**WHAT IS ASKED**: Please write out again only the entries from the line with "In this exercise you will find the person's" up to and including the line with "[(668, 352)]" below, request lines included, multiplying every coordinate in the answers by 1.6 and rounding to whole numbers with halves going up. Leave the numbers in the requests and their format samples as they are.

**DATASET**:
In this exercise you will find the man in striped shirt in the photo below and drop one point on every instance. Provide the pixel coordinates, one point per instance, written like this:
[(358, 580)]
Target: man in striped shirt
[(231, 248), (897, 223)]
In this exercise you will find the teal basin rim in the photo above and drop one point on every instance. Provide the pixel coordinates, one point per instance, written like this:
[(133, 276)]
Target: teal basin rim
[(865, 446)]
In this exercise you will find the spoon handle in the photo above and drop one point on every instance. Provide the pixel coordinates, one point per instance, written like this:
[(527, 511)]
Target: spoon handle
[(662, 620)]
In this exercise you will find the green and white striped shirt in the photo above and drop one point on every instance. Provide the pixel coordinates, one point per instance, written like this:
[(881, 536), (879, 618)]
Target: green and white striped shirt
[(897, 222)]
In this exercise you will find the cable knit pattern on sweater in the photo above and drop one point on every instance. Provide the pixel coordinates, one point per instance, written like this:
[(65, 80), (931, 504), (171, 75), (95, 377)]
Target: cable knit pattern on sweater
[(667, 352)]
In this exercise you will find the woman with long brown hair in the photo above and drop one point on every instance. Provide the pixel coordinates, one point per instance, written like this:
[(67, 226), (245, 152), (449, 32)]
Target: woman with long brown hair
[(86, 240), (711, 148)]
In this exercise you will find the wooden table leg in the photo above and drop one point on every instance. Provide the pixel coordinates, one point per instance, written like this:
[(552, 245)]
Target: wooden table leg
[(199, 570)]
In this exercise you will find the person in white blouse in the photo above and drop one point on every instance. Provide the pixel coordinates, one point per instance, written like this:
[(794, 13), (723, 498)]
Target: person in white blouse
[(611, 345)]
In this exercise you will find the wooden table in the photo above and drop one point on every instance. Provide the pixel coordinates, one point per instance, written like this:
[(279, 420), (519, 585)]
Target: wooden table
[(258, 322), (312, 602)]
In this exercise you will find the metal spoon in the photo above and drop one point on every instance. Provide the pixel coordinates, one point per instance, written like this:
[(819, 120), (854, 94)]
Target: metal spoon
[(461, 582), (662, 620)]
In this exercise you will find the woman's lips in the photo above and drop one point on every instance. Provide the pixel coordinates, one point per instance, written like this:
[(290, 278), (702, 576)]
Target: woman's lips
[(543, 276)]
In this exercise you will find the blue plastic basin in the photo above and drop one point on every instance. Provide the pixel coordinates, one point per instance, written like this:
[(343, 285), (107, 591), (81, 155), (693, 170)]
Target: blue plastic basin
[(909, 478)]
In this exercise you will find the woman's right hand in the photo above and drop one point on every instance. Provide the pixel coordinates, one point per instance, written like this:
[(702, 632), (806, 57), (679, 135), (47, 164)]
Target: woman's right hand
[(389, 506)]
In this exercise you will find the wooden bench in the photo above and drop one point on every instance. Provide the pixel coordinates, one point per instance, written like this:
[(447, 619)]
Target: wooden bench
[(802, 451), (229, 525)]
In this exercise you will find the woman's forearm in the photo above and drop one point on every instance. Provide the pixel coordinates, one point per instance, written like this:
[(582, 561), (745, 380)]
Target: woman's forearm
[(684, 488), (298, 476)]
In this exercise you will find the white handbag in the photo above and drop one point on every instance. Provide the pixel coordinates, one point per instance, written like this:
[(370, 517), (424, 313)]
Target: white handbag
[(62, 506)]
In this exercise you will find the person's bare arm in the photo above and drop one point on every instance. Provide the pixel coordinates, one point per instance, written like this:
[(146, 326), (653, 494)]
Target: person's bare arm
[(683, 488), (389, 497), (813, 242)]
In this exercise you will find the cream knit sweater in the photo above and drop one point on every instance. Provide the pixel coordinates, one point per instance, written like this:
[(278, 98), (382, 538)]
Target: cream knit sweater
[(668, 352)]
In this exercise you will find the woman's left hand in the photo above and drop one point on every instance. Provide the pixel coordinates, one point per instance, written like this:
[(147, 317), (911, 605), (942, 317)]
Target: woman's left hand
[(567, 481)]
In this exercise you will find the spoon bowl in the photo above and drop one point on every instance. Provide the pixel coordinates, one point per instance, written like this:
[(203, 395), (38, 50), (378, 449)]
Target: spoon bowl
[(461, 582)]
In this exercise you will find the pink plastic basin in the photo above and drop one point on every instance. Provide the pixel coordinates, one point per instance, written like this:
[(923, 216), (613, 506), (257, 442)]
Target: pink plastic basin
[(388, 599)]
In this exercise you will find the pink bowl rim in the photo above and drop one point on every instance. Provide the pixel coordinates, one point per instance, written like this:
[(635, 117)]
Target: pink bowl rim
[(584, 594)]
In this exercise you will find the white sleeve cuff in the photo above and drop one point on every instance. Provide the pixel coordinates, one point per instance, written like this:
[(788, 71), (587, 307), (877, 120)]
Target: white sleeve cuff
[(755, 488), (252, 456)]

**RESPONSE**:
In this exercise you will find the person's bare arm in the photo above and drop one point on every instance. Provide the pixel coordinates, one point per instance, written like this:
[(146, 326), (653, 494)]
Target: person's bare arm
[(1093, 781), (622, 795), (1301, 387)]
In this exercise you will find the cream knit sweater in the photo above and drop one point on every instance. Provide the pixel coordinates, one point per instance, written like this:
[(278, 98), (382, 538)]
Target: cream knit sweater
[(1069, 563)]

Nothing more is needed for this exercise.